:: EXERCISE REQUIREMENTS ::
Give back exactly the lines that run from the line containing "Locate the gravel" through the end of the listing below. Leave out every other line.

:: ITEMS ::
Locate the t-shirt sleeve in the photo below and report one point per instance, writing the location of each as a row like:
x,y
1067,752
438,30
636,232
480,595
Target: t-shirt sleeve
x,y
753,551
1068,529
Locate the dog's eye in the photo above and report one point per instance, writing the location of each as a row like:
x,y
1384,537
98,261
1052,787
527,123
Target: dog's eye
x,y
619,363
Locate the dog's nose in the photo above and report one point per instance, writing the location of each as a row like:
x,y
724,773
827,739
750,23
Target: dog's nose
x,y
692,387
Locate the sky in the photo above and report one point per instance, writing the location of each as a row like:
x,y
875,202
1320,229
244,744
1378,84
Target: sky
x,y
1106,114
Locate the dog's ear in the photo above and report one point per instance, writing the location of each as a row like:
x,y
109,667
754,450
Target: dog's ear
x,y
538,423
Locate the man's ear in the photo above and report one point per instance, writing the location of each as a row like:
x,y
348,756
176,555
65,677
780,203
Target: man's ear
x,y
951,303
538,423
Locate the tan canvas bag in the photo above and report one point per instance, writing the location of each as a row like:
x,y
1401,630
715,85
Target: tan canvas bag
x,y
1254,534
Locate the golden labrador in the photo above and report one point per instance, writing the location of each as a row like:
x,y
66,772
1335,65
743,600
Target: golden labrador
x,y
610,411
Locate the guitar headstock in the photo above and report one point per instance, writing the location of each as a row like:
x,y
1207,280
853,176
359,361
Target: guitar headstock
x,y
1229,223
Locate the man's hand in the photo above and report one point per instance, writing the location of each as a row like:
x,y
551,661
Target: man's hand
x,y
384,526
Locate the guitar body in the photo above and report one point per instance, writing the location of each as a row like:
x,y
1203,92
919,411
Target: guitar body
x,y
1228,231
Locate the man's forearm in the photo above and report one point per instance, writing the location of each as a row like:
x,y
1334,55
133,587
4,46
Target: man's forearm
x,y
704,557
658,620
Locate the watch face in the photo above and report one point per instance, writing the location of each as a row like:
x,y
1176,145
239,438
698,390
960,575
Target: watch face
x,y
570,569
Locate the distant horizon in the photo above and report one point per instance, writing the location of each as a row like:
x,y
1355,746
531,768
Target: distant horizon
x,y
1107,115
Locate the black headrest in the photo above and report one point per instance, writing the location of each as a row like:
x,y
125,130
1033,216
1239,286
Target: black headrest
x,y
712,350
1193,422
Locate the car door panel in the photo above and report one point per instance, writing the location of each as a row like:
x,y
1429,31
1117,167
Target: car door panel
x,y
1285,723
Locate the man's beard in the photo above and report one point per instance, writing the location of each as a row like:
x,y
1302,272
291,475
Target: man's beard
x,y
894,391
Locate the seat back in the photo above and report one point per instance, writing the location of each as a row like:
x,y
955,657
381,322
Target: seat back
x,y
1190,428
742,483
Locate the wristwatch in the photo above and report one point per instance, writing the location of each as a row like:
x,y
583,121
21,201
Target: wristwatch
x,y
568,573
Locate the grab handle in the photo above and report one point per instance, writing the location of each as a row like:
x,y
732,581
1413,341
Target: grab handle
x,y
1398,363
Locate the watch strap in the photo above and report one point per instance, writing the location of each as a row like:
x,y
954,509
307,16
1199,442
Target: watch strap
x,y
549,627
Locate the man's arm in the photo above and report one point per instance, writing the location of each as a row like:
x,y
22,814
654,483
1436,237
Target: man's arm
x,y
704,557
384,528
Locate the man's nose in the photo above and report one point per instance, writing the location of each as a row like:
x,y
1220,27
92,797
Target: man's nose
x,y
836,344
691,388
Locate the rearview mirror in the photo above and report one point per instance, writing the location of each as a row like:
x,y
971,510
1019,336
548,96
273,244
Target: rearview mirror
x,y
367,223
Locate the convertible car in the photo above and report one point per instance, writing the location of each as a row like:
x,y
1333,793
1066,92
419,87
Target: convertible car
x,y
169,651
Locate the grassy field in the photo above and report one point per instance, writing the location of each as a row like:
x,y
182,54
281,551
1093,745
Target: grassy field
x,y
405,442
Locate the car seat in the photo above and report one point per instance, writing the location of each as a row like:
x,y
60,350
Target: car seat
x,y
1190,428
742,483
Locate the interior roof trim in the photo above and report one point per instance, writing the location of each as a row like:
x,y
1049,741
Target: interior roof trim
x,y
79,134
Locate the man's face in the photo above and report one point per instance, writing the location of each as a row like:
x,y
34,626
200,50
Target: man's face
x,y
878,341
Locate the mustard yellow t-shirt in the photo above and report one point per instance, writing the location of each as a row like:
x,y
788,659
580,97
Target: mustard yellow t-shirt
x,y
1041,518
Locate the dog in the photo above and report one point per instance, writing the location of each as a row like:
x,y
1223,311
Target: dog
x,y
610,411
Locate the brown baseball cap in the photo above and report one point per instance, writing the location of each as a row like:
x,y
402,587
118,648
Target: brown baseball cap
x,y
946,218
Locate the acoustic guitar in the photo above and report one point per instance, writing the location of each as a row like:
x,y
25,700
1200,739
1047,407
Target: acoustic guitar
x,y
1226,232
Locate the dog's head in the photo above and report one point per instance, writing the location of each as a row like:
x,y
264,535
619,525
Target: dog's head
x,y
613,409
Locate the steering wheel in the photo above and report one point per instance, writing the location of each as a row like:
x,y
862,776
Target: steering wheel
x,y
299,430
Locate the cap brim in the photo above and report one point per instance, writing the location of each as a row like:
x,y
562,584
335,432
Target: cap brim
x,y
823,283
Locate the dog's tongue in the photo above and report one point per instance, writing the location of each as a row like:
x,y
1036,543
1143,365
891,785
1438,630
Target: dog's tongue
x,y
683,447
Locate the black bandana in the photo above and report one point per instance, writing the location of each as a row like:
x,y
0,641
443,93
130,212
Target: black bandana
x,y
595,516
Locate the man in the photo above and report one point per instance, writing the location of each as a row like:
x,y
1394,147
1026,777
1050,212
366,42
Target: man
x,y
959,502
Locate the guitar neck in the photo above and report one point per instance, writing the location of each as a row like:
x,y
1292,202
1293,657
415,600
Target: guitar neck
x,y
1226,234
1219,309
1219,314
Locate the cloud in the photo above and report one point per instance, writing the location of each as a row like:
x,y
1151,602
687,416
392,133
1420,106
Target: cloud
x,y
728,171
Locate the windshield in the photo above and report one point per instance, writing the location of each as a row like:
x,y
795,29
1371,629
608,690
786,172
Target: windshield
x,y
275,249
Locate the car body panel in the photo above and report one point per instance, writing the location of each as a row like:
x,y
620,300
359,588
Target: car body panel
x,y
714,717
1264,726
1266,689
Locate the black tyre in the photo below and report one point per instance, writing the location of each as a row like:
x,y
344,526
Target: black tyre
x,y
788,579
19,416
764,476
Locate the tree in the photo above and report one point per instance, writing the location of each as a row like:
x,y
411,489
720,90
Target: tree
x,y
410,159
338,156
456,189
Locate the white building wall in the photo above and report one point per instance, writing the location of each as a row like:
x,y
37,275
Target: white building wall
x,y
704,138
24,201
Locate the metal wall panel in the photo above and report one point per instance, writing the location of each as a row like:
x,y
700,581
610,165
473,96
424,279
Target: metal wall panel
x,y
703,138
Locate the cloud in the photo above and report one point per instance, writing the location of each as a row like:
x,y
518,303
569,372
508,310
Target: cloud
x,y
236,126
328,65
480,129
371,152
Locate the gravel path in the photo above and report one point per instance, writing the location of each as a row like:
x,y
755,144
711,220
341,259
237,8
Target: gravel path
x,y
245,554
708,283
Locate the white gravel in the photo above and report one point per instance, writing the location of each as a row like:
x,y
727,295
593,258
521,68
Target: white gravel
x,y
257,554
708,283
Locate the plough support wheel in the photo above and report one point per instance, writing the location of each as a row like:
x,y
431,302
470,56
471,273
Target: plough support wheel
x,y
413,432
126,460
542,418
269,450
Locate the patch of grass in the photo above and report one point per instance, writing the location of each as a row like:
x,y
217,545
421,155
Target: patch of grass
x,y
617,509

:: OUTPUT ::
Locate the gravel path in the photo above and report one point per instance, writing the location of each as a row like:
x,y
755,144
711,220
341,259
237,8
Target: gravel path
x,y
245,554
708,283
Locate the white gravel in the photo above and report one point per instance, writing the location of each as a row like:
x,y
727,295
593,258
521,68
Target: white gravel
x,y
257,554
708,283
Locate the plough support wheel in the photo above and report one point per instance, writing the location of each as a row like:
x,y
431,302
470,56
471,273
Target: plough support wheel
x,y
413,432
126,460
542,418
269,450
Locate the patch of grass in the photo above and report one point per instance, writing the location of each as a row like:
x,y
217,545
421,155
Target: patch of grass
x,y
617,509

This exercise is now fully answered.